◆ EXERCICES:
[A] Indiquez si chacune des affirmations suivantes concorde avec l'extrait sur les ressources transférées aux collectivités territoriales. Répondez par oui ou par non et citez les mots décisifs de l'extrait. (i) De 2017 à 2020, l'État a transféré en moyenne chaque année davantage pour l'accès à l'eau potable que pour l'assainissement familial. (ii) Sur la période de 2017 à 2021, quatre autres ministères ont alloué des ressources au secteur. (iii) Au titre de la loi de finances 2021, les transferts du MEA pour l'assainissement s'élèvent à 1,09 milliard FCFA.
[B] Recopiez mot pour mot le passage de l'extrait sur les ressources transférées aux collectivités territoriales qui s'ouvre sur les mots contenant « Les ressources transférées » et se termine par « profit des collectivités. ».

◆ EXTRAIT:
--- --- ---
Les ressources transférées aux collectivités territoriales
De 2017 à 2020 l’Etat a transféré en moyenne chaque année 1,73 milliards FCFA pour l’accès à l’eau potable et 1,63 milliards FCFA pour la promotion de l’assainissement familial. Au titre de la loi de finances 2021, les transferts du MEA au profit des collectivités territoriales dans le domaine de l’eau et de l’assainissement sont respectivement de 1,09 milliards FCFA et 0,71 milliards. L’accès à l’eau potable reste prioritaire dans les affectations de ressources au profit des collectivités.
En plus des ressources transférées aux collectivités dans le domaine de l’eau potable et de l’assainissement, d’autres départements ministériels allouent aussi des ressources en faveur du secteur. La prise en compte de ces ressources budgétaires pour la mise en œuvre d’actions de promotion de l’AEPHA dans d’autres départements permet de noter que sur la période de 2017 à 2021 trois ministères ont alloué des ressources essentiellement dans le domaine de l’assainissement. Il s’agit du Ministère de l’éducation nationale, de l’alphabétisation et de la Promotion des Langues Nationales (MENAPLN), du Ministère de l’Urbanisme et de l’Habitat (MUH) et du Ministère de l’Environnement, de l’Economie Verte et du Changement Climatique (MEEVCC). Ces ministères ont affecté au total et en moyenne 2,274 milliards par an sur la période en faveur du secteur entre 2017 et 2021.
--- --- ---
◆ DONNÉES FOURNIES:

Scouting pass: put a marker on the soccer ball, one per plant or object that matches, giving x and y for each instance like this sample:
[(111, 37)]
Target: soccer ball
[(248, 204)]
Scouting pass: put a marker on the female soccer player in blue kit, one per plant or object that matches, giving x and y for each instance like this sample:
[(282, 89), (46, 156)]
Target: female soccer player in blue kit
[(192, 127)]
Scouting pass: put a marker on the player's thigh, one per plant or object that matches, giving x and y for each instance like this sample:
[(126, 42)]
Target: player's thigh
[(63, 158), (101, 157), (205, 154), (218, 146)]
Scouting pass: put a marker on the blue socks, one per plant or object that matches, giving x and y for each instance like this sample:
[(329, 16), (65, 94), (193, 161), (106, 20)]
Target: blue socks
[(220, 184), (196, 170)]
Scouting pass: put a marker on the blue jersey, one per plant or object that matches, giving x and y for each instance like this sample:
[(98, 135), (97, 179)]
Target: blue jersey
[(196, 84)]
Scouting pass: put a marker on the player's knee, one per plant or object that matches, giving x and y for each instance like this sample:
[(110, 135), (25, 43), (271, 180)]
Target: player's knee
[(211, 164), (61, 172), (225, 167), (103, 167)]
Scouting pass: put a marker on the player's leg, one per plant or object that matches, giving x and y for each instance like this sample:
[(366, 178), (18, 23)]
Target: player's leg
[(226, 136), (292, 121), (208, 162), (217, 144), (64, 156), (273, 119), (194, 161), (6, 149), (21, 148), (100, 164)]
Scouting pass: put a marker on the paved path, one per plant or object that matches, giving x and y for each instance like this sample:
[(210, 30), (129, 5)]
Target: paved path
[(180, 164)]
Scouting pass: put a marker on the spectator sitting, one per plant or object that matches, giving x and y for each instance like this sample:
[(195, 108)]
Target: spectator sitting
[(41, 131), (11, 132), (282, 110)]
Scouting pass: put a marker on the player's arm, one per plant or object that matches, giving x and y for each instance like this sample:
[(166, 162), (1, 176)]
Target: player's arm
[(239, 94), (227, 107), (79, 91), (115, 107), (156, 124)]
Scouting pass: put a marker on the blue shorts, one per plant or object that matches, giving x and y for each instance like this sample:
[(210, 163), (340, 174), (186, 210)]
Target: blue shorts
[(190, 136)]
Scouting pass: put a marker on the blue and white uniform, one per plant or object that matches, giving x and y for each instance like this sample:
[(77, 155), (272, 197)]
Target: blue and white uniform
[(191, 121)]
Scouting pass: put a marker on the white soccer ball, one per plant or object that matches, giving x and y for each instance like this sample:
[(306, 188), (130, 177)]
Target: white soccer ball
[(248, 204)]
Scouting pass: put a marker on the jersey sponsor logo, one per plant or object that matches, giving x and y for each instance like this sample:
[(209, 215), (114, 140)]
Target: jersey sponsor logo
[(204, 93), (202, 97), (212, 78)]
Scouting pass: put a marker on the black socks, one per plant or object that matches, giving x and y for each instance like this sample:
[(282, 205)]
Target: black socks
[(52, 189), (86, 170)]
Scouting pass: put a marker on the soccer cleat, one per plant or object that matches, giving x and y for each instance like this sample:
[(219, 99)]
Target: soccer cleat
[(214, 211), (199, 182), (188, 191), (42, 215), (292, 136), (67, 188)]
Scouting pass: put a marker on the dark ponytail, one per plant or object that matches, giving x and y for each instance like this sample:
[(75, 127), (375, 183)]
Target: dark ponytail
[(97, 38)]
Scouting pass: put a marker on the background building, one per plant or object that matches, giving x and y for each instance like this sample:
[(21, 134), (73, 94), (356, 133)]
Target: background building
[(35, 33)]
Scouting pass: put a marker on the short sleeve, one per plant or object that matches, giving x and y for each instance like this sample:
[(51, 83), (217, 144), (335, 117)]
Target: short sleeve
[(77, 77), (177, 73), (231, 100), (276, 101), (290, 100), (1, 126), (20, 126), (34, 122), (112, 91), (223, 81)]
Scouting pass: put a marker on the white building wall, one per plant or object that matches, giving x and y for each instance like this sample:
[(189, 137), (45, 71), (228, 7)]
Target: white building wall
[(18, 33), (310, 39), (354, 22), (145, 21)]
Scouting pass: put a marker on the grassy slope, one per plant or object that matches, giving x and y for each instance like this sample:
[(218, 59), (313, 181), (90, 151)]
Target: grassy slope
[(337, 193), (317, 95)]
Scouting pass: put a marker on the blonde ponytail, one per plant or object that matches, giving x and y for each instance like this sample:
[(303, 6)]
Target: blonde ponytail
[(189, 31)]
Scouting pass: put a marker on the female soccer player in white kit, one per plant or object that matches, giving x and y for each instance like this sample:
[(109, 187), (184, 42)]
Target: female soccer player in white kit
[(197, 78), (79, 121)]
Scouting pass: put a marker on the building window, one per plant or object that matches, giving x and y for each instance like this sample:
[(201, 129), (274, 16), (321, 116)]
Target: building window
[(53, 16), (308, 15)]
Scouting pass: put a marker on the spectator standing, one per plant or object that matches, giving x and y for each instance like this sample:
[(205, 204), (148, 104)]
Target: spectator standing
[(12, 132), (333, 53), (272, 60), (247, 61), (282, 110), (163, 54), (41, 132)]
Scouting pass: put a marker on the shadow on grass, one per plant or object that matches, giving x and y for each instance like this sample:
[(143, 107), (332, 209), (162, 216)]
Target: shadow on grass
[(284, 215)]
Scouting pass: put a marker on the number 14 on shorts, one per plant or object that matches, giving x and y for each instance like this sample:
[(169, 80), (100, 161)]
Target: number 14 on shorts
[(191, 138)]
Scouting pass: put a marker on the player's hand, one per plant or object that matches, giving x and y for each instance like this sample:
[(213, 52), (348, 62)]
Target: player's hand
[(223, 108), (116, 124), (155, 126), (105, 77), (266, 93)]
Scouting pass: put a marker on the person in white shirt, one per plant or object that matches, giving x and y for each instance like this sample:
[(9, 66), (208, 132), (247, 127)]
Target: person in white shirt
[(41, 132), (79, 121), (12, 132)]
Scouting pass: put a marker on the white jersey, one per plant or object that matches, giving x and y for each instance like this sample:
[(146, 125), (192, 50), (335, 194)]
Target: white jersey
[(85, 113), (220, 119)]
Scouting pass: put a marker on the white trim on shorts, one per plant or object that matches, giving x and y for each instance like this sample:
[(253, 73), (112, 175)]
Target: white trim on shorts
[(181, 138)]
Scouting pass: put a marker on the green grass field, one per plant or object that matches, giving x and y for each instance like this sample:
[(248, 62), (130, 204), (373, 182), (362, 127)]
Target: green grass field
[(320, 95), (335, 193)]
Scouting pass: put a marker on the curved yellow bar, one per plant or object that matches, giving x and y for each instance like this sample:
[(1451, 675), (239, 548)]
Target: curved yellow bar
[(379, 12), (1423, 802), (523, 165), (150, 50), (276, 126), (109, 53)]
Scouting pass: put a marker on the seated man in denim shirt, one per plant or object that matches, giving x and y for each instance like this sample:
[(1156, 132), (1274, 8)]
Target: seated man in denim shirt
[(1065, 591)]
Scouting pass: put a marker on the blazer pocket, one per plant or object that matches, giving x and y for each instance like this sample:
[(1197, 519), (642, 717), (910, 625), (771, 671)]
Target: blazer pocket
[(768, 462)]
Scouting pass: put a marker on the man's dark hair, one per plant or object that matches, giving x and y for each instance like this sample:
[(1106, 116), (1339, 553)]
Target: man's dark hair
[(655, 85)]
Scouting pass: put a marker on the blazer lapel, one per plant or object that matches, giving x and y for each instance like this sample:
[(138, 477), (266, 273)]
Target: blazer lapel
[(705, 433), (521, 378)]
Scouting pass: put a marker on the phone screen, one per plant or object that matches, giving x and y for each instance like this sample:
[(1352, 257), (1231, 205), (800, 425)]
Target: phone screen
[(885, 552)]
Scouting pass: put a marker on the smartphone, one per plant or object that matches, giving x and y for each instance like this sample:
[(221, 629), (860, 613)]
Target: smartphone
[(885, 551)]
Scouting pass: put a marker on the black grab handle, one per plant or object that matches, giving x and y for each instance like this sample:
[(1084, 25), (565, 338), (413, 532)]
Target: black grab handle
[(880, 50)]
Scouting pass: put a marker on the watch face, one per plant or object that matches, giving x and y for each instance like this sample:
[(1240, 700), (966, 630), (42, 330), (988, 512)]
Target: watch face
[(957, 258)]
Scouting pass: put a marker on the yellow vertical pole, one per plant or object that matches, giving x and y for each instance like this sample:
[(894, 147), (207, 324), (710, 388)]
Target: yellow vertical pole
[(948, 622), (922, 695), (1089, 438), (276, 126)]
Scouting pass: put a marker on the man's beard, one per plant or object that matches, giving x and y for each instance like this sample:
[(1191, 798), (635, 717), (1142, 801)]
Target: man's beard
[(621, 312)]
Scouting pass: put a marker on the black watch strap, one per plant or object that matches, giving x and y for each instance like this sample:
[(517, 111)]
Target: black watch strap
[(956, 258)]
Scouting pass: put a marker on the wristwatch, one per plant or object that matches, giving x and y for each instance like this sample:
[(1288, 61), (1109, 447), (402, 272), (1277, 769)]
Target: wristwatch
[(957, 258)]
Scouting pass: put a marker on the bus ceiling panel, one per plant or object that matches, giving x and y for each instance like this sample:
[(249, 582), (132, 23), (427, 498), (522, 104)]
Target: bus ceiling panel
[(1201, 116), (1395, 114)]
--- --- ---
◆ CORRIGÉ DES EXERCICES:
[A]
(i) Oui : « 1,73 milliards FCFA pour l’accès à l’eau potable et 1,63 milliards FCFA pour la promotion de l’assainissement familial ».
(ii) Non : « trois ministères ont alloué des ressources essentiellement dans le domaine de l’assainissement ».
(iii) Non : « respectivement de 1,09 milliards FCFA et 0,71 milliards ».

[B]
Les ressources transférées aux collectivités territoriales
De 2017 à 2020 l’Etat a transféré en moyenne chaque année 1,73 milliards FCFA pour l’accès à l’eau potable et 1,63 milliards FCFA pour la promotion de l’assainissement familial. Au titre de la loi de finances 2021, les transferts du MEA au profit des collectivités territoriales dans le domaine de l’eau et de l’assainissement sont respectivement de 1,09 milliards FCFA et 0,71 milliards. L’accès à l’eau potable reste prioritaire dans les affectations de ressources au profit des collectivités.